- **ОТРЫВОК**
════
Эти лекции я прочел весной 1970 года в Гарвардском университете в качестве профессора поэзии имени Чарльза Элиота Нортона. Когда я выбрал предметом рассмотрения сопряженные идеалы искренности и подлинности в историческом контексте, я не мог не отдавать себе отчета в том, что никакие шесть лекций не смогут уместить в себе все. Это обстоятельство и придало мне смелости в моем начинании. К моменту последней лекции сознание их неизбежной неполноты нисколько не угасло, однако оно перестало меня воодушевлять, поскольку обрело конкретность: я понимал, насколько моим лекциям недостает охвата и в чем именно, и, перечисляя про себя те важные проблемы и фигуры, которые не были приняты в расчет, я не испытывал ни малейшего подъема. Публикуя их ныне – по большей части, хотя и не абсолютно в точности в том виде, в каком они были прочитаны, – я закономерно возвращаюсь к мысли, что предмет этот столь обширен, фактически соразмерен культуре четырех столетий, что даже частичное его исследование может принести пользу, позволив очертить его границы и подметить некоторые из многочисленных иронических парадоксов, которые он порождает.
Л.Т.
════
- **ЗАДАНИЕ A**
Выведите без изменений строки записей: от строки с «of the gantry» до строки с «Target: white marker post» включительно.
════
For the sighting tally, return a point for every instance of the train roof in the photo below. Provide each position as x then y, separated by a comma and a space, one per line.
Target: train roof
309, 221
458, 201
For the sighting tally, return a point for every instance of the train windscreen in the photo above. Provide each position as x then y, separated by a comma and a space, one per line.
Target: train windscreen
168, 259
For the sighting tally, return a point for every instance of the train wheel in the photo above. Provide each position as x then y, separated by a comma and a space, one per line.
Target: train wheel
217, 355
════
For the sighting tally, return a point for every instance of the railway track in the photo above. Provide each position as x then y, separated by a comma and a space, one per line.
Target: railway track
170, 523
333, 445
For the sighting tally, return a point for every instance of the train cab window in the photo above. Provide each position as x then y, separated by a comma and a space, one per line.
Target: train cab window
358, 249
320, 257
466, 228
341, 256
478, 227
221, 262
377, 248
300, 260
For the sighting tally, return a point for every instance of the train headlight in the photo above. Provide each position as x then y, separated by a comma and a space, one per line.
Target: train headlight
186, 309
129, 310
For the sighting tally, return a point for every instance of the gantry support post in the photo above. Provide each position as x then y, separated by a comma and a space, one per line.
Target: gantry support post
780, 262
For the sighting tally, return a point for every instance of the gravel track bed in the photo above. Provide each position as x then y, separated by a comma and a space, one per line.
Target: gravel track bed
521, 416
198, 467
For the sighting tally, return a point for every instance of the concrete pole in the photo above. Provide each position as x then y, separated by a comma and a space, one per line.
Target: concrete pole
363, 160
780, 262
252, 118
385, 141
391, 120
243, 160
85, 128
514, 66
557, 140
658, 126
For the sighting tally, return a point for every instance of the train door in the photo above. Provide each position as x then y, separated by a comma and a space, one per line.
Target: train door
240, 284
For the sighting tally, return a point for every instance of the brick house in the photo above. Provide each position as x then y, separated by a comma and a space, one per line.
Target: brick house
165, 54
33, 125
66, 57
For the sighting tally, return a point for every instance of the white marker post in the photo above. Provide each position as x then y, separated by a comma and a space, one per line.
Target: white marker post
════
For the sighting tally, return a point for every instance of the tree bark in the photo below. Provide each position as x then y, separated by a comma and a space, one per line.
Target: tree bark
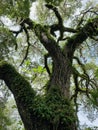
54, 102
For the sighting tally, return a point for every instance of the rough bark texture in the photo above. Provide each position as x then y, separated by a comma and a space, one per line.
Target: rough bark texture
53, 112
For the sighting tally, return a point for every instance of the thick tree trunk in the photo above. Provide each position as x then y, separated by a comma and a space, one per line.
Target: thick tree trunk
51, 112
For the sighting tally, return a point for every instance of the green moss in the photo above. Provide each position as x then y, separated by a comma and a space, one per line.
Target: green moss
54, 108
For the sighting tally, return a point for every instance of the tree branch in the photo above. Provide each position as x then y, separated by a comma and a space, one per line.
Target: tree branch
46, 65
════
- **ЗАДАНИЕ B**
Переведите на английский предложение из отрывка о лекциях: «Это обстоятельство и придало мне смелости в моем начинании».

- **ОТВЕТ A**
For the sighting tally, return a point for every instance of the gantry support post in the photo above. Provide each position as x then y, separated by a comma and a space, one per line.
Target: gantry support post
780, 262
For the sighting tally, return a point for every instance of the gravel track bed in the photo above. Provide each position as x then y, separated by a comma and a space, one per line.
Target: gravel track bed
521, 416
198, 467
For the sighting tally, return a point for every instance of the concrete pole in the photo above. Provide each position as x then y, separated by a comma and a space, one per line.
Target: concrete pole
363, 160
780, 262
252, 118
385, 141
391, 120
243, 160
85, 128
514, 66
557, 140
658, 126
For the sighting tally, return a point for every instance of the train door in the photo above. Provide each position as x then y, separated by a comma and a space, one per line.
Target: train door
240, 284
For the sighting tally, return a point for every instance of the brick house in the photo above. Provide each position as x then y, separated by a comma and a space, one per line.
Target: brick house
165, 54
33, 125
66, 57
For the sighting tally, return a point for every instance of the white marker post in the photo above. Provide each position as x then y, separated by a comma and a space, one per line.
Target: white marker post

- **ОТВЕТ B**
It was this circumstance that gave me courage in my undertaking.